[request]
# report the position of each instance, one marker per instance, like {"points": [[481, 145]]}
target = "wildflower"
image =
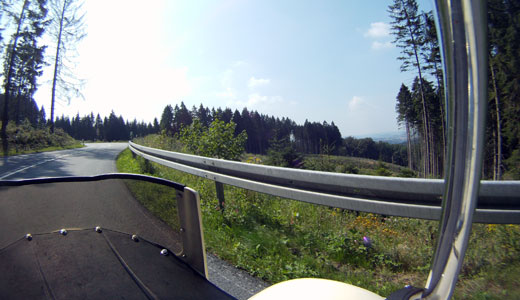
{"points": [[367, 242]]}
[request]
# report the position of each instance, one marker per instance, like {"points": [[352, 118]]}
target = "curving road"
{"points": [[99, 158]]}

::::::

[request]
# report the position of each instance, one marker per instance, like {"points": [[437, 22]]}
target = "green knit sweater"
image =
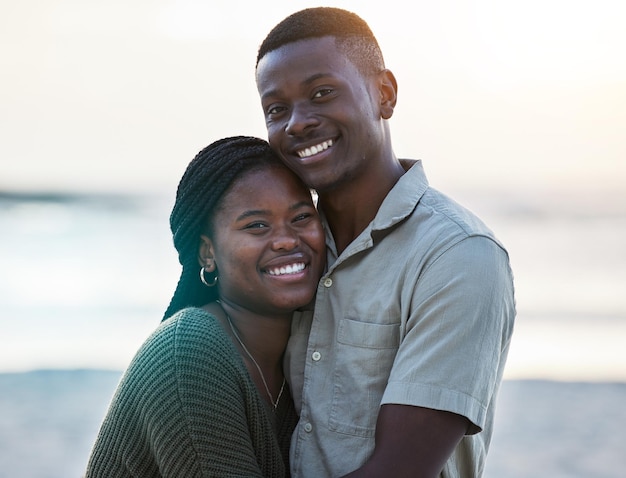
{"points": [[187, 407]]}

::::::

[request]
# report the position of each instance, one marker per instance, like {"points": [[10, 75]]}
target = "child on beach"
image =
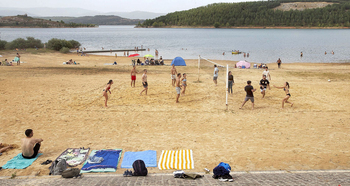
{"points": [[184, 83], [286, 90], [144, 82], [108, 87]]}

::::::

• **GIVEN INSTRUCTION**
Count the lines in the entries above that contain the word "like". Reply with only that number.

• **EXERCISE ANSWER**
4